- **Written instruction**: Can you recast the material from its start through the line containing "76 75 L 130", inclusive, as a two-column CSV with the headers request and answer? Give one row per request, with the request text and its answer each in a single quoted field and every line break replaced by a space.

- **Data section**:
____________________

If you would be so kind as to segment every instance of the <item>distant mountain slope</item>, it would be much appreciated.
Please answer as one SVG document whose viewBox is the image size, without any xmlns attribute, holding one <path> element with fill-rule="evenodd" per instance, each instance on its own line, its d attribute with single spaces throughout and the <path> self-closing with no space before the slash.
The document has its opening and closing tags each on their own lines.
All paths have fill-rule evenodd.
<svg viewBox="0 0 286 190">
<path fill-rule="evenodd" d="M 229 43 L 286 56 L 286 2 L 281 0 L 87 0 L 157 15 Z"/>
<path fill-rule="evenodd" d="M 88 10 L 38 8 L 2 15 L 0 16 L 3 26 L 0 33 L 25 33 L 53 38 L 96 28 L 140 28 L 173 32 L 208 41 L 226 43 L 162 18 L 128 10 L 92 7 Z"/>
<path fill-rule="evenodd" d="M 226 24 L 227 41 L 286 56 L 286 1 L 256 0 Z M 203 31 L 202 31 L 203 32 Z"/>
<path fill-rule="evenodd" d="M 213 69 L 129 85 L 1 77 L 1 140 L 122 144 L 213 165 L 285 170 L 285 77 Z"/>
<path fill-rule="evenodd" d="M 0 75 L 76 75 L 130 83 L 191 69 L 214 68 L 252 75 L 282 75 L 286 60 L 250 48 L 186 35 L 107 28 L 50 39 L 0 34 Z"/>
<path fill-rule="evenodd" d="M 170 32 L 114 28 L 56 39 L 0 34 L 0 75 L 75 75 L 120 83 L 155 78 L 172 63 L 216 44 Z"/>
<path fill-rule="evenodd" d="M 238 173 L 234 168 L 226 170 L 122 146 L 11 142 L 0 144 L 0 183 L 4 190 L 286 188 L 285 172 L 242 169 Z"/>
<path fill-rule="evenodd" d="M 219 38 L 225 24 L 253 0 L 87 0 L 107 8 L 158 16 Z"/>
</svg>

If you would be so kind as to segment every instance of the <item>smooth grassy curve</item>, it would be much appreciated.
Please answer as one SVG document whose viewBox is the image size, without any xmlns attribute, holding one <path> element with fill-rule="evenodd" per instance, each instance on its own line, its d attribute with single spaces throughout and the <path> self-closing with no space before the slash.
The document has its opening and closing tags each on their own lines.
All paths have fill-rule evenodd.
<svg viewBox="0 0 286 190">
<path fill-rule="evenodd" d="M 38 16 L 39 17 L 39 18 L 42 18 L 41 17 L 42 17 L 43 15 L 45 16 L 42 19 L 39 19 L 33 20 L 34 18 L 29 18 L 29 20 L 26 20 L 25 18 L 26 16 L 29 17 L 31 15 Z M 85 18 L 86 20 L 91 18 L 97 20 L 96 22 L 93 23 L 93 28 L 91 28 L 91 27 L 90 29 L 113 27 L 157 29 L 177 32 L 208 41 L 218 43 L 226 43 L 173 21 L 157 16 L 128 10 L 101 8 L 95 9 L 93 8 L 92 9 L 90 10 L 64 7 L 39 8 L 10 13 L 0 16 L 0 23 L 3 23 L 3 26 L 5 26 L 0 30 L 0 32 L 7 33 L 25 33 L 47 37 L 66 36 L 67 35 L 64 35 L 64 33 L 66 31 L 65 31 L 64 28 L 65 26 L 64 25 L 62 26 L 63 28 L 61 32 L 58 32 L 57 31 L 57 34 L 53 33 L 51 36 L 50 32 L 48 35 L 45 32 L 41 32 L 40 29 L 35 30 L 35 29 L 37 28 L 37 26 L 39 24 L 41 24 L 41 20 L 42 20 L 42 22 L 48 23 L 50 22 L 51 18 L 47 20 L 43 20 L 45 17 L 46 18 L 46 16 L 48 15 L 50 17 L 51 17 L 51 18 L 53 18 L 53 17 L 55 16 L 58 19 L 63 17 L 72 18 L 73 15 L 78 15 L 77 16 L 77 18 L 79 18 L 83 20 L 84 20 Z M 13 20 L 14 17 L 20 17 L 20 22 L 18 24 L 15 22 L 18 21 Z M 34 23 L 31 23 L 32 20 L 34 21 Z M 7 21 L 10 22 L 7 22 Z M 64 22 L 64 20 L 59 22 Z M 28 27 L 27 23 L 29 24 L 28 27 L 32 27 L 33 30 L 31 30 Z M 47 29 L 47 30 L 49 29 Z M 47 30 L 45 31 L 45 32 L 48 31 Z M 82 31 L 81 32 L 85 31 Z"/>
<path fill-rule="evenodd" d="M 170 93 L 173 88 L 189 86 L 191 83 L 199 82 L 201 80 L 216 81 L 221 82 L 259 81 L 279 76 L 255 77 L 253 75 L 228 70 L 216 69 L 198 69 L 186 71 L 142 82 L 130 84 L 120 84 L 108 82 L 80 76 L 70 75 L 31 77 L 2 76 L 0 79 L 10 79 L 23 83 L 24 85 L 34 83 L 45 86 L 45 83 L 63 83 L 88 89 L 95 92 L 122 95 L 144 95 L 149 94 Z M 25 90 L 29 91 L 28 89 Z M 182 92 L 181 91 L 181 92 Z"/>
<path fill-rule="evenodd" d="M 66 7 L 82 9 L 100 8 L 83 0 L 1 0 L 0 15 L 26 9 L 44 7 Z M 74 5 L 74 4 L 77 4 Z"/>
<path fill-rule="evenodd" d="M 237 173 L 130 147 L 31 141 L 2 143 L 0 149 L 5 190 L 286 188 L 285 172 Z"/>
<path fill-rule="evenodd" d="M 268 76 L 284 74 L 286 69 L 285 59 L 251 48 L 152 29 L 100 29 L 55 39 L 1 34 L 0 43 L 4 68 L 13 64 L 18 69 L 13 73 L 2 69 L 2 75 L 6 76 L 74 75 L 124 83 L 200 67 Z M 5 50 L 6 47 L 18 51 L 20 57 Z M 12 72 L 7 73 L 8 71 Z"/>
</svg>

____________________

- **Task output**:
request,answer
"If you would be so kind as to segment every instance of the <item>distant mountain slope</item>, it would be much appreciated. Please answer as one SVG document whose viewBox is the image size, without any xmlns attribute, holding one <path> element with fill-rule=""evenodd"" per instance, each instance on its own line, its d attribute with single spaces throughout and the <path> self-closing with no space before the slash. The document has its opening and closing tags each on their own lines. All paths have fill-rule evenodd.","<svg viewBox=""0 0 286 190""> <path fill-rule=""evenodd"" d=""M 229 43 L 286 56 L 286 2 L 281 0 L 87 0 L 157 15 Z""/> <path fill-rule=""evenodd"" d=""M 88 10 L 38 8 L 2 15 L 0 16 L 3 26 L 0 33 L 25 33 L 53 38 L 96 28 L 140 28 L 173 32 L 208 41 L 226 43 L 162 18 L 128 10 L 92 7 Z""/> <path fill-rule=""evenodd"" d=""M 226 24 L 227 41 L 286 56 L 286 1 L 256 0 Z M 203 31 L 202 31 L 203 32 Z""/> <path fill-rule=""evenodd"" d=""M 213 69 L 129 85 L 1 77 L 1 140 L 122 144 L 213 165 L 285 170 L 285 77 Z""/> <path fill-rule=""evenodd"" d=""M 0 75 L 76 75 L 130 83 L 191 69 L 214 68 L 252 75 L 282 75 L 286 60 L 250 48 L 186 35 L 107 28 L 50 39 L 0 34 Z""/>"